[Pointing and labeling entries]
>>>

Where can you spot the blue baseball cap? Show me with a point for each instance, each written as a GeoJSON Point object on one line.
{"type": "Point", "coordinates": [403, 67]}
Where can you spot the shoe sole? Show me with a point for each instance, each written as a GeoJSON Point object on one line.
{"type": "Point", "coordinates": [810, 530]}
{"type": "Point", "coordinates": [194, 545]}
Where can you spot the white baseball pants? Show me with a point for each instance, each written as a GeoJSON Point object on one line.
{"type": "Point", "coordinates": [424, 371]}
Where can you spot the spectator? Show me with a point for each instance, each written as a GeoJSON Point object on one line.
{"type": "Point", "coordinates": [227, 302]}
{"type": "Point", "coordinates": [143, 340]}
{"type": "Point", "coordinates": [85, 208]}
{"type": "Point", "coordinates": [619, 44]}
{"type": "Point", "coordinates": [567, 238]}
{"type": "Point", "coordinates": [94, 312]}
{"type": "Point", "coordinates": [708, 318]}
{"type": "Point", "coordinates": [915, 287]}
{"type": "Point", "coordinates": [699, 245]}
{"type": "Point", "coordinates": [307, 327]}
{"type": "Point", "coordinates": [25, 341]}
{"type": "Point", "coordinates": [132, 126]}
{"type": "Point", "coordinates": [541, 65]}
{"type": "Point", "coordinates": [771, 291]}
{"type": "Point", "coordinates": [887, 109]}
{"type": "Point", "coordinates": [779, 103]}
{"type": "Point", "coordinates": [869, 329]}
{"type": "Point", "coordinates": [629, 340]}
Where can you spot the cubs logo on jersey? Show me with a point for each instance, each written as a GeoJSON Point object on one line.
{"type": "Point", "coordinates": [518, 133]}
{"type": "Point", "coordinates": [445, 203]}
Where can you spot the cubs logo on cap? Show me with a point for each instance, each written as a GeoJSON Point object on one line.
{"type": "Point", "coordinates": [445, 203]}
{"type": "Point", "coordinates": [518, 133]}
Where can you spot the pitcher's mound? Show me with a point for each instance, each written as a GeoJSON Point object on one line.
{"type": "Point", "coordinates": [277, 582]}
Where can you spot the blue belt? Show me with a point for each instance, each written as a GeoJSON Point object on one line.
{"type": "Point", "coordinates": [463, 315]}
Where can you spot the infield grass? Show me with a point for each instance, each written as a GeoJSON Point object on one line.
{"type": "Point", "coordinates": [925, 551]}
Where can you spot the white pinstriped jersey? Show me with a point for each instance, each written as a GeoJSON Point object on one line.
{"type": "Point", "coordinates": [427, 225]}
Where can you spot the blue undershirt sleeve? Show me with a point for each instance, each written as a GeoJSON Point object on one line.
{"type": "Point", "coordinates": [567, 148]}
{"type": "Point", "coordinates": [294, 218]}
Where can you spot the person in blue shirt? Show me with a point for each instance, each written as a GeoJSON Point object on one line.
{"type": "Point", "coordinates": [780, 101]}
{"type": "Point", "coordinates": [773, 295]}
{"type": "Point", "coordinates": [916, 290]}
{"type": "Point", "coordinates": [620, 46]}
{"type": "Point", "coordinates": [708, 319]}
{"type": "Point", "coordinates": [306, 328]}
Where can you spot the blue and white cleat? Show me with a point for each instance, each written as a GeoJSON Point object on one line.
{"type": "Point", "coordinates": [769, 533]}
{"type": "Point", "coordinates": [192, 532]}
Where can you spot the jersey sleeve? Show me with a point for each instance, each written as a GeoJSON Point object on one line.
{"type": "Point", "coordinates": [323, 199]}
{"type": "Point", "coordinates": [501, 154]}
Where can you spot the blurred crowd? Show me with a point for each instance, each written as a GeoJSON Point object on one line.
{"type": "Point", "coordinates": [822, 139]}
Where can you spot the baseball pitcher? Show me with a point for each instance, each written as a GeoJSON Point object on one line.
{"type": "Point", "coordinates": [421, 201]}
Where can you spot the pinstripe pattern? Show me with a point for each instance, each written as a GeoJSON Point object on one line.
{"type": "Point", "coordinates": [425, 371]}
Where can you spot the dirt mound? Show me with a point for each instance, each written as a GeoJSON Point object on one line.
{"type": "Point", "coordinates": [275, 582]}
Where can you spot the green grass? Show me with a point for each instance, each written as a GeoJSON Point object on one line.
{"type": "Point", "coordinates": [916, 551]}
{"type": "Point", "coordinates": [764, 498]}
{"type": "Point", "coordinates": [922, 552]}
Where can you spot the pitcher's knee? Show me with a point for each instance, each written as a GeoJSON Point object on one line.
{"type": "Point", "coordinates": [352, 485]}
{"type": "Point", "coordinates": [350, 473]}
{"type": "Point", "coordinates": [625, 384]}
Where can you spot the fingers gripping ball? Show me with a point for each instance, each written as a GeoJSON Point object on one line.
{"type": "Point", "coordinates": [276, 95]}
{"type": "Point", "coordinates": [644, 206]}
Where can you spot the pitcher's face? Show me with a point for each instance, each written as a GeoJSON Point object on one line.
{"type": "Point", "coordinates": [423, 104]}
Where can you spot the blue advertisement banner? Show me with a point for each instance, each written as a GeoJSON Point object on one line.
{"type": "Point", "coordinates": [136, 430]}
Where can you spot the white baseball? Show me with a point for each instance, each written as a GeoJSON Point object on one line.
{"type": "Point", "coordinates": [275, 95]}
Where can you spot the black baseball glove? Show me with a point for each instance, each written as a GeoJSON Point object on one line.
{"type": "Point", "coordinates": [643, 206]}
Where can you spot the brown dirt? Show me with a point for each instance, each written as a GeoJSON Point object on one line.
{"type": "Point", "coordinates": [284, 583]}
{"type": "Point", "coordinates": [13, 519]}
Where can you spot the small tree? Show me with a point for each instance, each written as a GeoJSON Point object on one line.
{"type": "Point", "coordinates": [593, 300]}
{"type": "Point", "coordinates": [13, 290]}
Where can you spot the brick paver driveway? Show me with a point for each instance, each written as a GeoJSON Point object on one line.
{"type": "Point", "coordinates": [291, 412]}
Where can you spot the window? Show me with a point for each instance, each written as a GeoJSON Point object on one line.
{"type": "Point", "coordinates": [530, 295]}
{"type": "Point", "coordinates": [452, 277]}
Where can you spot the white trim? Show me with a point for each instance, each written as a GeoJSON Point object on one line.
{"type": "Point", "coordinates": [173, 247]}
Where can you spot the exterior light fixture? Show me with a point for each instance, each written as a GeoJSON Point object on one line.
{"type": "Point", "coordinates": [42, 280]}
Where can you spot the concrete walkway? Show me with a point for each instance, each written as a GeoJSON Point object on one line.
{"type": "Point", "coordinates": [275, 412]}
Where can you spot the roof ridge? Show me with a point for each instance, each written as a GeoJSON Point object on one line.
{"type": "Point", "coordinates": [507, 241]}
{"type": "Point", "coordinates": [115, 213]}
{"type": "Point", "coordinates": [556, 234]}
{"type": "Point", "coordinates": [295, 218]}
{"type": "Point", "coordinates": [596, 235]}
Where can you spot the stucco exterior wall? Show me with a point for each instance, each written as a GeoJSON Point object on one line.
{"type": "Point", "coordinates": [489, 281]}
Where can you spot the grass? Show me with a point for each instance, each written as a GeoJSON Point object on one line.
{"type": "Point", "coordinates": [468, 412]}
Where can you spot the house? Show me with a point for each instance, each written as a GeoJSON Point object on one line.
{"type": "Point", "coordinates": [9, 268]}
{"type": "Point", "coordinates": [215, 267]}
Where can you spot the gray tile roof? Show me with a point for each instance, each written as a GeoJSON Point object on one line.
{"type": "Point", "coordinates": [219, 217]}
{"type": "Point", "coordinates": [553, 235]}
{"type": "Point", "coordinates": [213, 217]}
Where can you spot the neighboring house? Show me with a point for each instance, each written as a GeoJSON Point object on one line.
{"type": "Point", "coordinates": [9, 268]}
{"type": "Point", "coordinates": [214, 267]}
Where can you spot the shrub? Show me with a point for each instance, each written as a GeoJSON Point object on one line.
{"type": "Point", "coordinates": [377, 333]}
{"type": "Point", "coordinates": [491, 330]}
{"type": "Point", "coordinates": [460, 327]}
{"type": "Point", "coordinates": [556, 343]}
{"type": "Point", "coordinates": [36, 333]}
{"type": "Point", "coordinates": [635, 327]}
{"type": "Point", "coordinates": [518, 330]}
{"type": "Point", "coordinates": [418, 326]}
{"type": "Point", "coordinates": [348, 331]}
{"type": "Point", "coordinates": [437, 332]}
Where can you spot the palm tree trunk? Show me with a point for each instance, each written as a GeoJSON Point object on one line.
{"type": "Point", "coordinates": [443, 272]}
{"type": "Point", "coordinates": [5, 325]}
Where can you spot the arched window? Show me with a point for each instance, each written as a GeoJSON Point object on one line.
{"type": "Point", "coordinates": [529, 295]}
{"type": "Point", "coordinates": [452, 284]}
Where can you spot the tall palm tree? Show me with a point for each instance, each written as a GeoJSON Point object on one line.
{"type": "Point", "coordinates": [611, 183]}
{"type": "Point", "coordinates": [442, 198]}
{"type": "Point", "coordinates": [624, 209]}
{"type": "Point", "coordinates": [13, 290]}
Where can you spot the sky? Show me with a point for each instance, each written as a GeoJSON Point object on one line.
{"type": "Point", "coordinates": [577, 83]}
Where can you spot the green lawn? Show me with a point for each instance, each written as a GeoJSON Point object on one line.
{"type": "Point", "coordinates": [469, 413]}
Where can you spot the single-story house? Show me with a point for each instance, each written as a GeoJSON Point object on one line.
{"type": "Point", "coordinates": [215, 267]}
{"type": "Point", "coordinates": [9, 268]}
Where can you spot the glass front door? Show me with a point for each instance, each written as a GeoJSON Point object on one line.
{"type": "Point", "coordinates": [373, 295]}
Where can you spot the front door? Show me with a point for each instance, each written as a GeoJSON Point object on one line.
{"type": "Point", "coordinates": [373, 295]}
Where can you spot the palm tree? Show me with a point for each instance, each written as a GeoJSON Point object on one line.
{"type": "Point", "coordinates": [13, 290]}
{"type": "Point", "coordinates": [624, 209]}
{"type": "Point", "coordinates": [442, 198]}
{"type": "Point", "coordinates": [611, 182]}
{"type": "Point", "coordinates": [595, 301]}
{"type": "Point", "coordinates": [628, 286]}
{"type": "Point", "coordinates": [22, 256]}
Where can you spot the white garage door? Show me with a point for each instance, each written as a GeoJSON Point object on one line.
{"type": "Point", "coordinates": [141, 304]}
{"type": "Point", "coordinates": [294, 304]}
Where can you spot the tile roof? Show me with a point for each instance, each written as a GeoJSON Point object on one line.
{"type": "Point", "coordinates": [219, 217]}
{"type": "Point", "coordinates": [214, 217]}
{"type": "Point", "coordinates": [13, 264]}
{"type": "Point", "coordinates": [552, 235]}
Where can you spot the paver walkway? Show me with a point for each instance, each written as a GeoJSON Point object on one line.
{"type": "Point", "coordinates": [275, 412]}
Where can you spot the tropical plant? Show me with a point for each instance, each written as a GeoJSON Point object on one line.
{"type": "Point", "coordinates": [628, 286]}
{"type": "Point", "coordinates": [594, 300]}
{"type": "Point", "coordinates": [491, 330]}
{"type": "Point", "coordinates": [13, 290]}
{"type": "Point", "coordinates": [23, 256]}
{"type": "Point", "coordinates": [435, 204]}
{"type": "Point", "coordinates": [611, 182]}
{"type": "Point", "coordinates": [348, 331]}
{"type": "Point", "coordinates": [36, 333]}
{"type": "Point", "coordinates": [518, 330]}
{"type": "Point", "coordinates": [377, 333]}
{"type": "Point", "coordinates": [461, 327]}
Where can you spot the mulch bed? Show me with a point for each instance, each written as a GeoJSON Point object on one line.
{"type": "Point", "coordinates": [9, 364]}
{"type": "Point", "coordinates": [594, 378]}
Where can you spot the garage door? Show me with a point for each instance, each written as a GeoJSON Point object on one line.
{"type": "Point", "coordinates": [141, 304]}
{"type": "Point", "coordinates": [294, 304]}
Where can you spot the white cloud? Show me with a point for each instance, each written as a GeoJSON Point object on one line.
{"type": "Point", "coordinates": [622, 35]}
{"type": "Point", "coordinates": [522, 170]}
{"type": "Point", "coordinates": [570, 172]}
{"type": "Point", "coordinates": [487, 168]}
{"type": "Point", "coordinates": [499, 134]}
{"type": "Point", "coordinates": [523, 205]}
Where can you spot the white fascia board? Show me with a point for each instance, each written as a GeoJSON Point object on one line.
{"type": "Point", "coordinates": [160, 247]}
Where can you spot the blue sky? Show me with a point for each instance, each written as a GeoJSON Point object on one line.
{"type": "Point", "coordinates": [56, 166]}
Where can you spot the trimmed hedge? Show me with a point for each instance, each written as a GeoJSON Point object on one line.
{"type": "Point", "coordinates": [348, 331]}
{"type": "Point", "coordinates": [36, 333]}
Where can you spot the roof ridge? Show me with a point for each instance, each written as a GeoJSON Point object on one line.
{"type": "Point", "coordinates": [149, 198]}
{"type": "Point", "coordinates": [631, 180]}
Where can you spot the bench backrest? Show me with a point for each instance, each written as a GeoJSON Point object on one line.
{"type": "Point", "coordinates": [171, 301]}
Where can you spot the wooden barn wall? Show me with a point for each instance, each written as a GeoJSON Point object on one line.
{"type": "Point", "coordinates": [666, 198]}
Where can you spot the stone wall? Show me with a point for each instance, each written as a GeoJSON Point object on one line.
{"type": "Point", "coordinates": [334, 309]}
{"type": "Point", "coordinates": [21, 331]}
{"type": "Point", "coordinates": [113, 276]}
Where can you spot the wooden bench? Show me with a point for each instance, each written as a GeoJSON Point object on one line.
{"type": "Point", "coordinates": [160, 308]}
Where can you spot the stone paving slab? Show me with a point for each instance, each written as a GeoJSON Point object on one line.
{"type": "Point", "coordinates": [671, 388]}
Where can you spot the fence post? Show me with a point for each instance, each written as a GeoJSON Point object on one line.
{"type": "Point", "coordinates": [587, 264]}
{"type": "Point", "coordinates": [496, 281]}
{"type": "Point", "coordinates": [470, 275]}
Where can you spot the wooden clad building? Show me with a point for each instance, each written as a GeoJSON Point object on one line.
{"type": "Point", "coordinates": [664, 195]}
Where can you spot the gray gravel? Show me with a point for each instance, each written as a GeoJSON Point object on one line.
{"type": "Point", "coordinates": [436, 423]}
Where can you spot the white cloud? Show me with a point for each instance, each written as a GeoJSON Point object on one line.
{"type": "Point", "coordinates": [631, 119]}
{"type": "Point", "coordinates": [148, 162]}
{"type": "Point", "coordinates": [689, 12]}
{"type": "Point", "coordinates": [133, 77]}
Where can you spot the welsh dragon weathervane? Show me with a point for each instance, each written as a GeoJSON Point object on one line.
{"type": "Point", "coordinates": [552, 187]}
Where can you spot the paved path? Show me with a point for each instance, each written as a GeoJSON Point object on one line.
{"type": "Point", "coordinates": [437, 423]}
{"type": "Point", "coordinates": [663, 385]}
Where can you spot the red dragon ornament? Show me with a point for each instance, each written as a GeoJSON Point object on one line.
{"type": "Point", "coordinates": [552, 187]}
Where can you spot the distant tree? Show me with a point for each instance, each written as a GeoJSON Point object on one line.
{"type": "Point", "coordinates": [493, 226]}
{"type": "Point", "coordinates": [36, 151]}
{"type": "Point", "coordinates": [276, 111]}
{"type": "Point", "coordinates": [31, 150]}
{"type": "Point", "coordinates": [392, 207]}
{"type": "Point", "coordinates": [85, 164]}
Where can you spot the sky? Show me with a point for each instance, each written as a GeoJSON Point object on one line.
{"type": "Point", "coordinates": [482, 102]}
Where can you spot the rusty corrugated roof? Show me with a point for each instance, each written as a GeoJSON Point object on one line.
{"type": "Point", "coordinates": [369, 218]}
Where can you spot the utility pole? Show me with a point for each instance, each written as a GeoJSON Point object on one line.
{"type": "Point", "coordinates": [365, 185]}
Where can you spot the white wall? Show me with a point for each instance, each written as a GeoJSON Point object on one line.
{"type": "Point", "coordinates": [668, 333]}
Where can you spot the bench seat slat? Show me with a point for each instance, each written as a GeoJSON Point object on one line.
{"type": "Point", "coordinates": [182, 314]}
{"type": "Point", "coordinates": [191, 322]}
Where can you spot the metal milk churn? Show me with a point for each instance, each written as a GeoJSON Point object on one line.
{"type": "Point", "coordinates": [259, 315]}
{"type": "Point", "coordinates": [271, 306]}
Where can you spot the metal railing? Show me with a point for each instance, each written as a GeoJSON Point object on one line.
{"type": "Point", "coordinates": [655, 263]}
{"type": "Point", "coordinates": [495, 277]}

<<<

Problem statement: Reproduce, word for word, every line starting at the line that contains "Where can you spot the rusty" and ending with the final line of the entries.

Exercise result:
Where can you spot the rusty corrugated roof? Show me with a point for each instance, each written as a GeoJSON Point object on one line.
{"type": "Point", "coordinates": [369, 218]}
Where can you spot the utility pole? Show me with a point for each instance, each written as a GeoJSON Point object on one line.
{"type": "Point", "coordinates": [365, 185]}
Where can you spot the white wall? Show me with a point for each instance, each written as a GeoJSON Point object on one line.
{"type": "Point", "coordinates": [668, 333]}
Where can you spot the bench seat slat? Show me with a point for each instance, each written as a GeoJSON Point object on one line.
{"type": "Point", "coordinates": [182, 314]}
{"type": "Point", "coordinates": [191, 322]}
Where can you spot the metal milk churn? Show me with a point for each instance, each written as a GeoJSON Point object on one line.
{"type": "Point", "coordinates": [259, 315]}
{"type": "Point", "coordinates": [271, 306]}
Where can you spot the metal railing? Show me with a point for each instance, each written as a GeoJSON Point object on one line.
{"type": "Point", "coordinates": [655, 263]}
{"type": "Point", "coordinates": [495, 277]}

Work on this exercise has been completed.